━━ Working data ━━

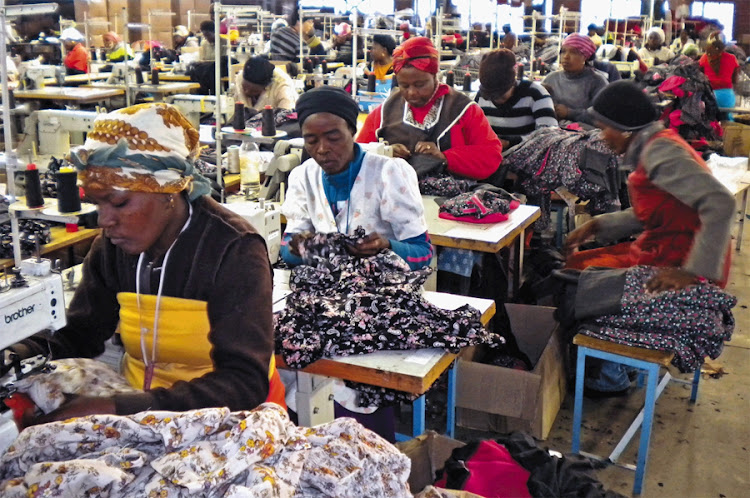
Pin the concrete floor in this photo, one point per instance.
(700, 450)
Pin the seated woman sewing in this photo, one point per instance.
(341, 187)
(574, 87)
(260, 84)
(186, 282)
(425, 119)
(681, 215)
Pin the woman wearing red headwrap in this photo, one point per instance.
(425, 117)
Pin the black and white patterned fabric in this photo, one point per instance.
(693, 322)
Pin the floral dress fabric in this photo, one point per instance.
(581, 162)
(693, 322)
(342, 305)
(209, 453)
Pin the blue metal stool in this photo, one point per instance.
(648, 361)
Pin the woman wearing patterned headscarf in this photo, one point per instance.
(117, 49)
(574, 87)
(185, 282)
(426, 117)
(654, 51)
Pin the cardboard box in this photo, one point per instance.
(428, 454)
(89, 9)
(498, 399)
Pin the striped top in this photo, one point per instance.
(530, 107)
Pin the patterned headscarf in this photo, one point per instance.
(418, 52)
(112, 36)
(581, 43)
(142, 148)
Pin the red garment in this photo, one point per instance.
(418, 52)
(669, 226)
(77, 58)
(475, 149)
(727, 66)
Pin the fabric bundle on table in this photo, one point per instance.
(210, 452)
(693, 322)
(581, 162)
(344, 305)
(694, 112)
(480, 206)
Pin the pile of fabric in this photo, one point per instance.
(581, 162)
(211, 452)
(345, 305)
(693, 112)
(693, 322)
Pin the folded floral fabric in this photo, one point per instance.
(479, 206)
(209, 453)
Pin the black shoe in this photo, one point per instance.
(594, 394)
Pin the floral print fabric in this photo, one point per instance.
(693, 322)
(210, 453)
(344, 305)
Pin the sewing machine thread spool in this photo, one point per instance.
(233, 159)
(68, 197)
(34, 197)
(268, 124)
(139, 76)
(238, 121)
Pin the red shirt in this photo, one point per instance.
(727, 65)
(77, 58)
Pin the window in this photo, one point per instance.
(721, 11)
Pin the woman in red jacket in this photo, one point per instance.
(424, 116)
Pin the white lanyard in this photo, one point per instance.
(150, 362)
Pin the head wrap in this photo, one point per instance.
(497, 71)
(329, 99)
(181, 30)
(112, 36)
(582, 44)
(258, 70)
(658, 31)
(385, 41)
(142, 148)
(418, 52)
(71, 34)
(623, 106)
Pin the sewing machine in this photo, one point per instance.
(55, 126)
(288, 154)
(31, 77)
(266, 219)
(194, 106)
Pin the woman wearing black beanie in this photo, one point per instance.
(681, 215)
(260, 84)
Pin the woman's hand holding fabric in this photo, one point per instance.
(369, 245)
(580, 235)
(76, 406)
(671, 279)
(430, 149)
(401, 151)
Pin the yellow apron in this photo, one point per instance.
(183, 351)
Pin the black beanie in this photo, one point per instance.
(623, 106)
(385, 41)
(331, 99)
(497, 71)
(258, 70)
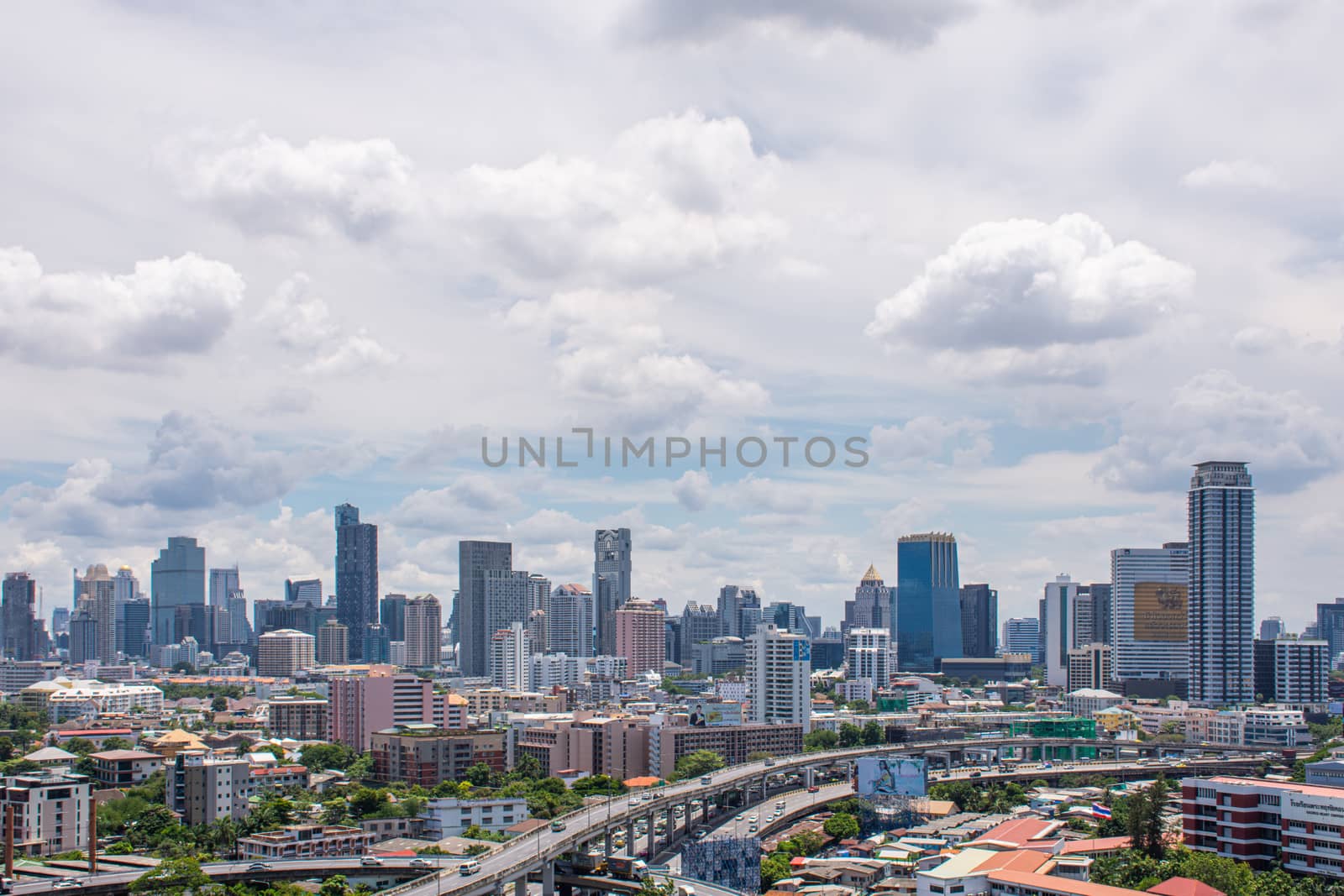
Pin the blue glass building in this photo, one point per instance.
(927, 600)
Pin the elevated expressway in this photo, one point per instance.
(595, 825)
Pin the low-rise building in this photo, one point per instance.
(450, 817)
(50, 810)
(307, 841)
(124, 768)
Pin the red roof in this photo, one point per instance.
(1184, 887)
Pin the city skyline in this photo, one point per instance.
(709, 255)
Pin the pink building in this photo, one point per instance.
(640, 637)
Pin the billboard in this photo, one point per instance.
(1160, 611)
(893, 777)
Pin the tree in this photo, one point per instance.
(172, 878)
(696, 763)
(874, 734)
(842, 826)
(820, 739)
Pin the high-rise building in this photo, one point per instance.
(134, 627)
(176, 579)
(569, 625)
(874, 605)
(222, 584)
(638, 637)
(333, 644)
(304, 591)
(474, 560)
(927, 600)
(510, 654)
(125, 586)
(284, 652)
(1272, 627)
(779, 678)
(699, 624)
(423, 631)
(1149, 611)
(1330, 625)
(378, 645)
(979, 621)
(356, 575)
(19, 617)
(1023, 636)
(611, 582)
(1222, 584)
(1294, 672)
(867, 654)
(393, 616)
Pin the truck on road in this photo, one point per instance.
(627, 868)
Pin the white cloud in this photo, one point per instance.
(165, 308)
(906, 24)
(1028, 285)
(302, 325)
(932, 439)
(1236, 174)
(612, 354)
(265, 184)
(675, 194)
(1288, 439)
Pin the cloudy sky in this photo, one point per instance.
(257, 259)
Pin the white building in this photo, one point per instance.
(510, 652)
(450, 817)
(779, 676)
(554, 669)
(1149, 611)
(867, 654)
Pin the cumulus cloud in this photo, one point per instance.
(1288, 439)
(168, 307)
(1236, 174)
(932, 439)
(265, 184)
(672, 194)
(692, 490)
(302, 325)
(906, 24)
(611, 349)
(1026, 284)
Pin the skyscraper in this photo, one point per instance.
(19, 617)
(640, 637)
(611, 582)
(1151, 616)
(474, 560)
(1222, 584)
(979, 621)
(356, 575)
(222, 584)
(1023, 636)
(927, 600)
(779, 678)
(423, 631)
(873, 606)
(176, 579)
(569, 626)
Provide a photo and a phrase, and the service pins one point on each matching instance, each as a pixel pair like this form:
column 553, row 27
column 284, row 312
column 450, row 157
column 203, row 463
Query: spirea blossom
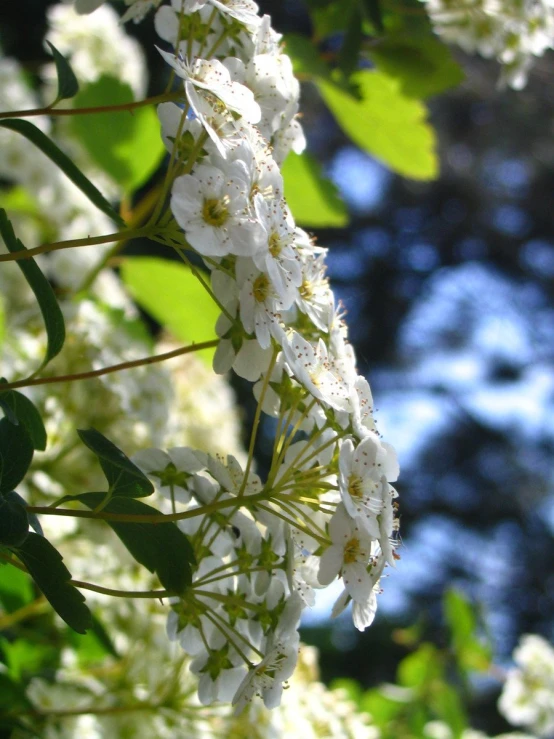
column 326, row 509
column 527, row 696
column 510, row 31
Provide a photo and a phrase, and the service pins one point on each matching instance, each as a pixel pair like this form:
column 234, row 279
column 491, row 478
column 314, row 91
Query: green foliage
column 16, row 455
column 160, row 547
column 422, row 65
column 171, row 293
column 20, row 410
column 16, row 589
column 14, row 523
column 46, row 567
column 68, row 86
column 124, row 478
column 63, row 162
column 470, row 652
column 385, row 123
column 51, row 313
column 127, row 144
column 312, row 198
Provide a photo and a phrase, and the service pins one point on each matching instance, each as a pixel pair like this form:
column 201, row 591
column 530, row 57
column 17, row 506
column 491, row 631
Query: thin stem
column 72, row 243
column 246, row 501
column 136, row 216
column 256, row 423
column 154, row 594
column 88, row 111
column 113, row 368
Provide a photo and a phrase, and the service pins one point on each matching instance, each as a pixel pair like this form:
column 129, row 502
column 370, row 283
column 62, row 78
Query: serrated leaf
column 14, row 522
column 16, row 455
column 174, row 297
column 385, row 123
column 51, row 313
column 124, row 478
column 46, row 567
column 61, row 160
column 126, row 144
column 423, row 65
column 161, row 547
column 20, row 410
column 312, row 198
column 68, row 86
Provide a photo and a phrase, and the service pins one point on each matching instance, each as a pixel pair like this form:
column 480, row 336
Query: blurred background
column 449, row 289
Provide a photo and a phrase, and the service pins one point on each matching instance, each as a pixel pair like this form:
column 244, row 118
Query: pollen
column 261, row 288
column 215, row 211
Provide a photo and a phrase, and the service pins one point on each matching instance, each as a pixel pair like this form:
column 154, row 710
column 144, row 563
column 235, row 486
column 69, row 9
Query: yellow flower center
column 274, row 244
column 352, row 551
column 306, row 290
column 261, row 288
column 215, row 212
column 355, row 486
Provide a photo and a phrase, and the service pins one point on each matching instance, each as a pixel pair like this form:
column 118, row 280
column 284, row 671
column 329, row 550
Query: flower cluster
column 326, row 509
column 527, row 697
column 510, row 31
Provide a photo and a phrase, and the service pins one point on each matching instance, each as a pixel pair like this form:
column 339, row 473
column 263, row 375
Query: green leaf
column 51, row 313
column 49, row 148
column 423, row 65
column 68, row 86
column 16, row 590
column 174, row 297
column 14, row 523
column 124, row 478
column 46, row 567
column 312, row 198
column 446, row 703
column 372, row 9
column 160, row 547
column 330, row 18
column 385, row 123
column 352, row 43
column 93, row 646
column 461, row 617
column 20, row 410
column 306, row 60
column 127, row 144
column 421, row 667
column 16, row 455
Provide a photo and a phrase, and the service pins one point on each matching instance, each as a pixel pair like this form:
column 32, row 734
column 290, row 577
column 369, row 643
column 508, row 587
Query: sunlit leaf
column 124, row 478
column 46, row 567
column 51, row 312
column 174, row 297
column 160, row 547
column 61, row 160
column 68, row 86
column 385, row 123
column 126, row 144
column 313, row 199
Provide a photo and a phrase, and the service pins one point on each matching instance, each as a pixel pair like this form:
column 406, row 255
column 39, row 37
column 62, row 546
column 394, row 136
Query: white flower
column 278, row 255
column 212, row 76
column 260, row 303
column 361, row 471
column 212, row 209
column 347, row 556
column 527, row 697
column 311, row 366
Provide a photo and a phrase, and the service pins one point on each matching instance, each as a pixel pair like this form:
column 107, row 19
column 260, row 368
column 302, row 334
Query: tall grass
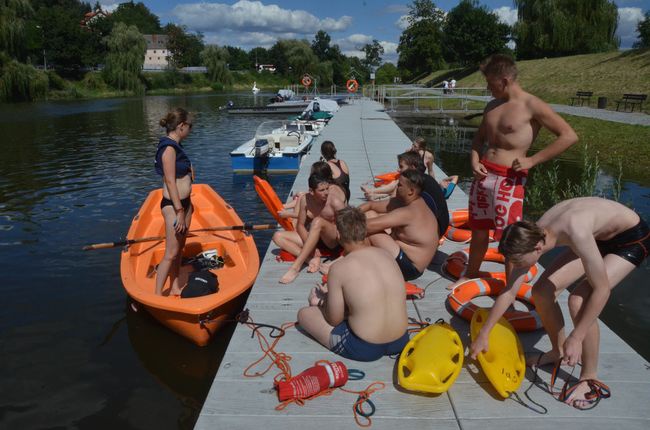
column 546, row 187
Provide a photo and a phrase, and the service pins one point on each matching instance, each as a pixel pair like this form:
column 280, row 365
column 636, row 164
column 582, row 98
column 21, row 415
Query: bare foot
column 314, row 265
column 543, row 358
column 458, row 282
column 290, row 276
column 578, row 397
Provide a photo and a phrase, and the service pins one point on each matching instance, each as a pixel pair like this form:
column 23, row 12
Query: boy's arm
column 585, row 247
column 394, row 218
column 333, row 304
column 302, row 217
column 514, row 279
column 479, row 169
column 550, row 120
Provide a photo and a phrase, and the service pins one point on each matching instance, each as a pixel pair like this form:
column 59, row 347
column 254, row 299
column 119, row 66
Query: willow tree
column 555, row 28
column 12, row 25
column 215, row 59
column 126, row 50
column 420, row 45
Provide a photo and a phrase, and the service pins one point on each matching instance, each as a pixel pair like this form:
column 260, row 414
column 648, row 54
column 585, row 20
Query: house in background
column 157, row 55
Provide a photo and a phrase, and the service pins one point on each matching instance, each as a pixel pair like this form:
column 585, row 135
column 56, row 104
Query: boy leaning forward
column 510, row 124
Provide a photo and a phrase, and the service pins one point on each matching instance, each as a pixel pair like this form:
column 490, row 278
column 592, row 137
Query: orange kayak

━━━

- _Stated task_
Extract every line of the records above that contains the word "woman".

- _Result for this exercise_
Pin the seated woman sewing in this photo, one point per instance.
Pin the woman wearing red headwrap in this photo, one point per instance.
Pin the woman wearing patterned headscarf in this photo, one point per instance.
Pin the woman in red jacket in this photo, one point per instance.
Pin the woman wearing black beanie in this photo, one point per instance.
Pin the woman's hand holding fabric in this photo, one point per instance.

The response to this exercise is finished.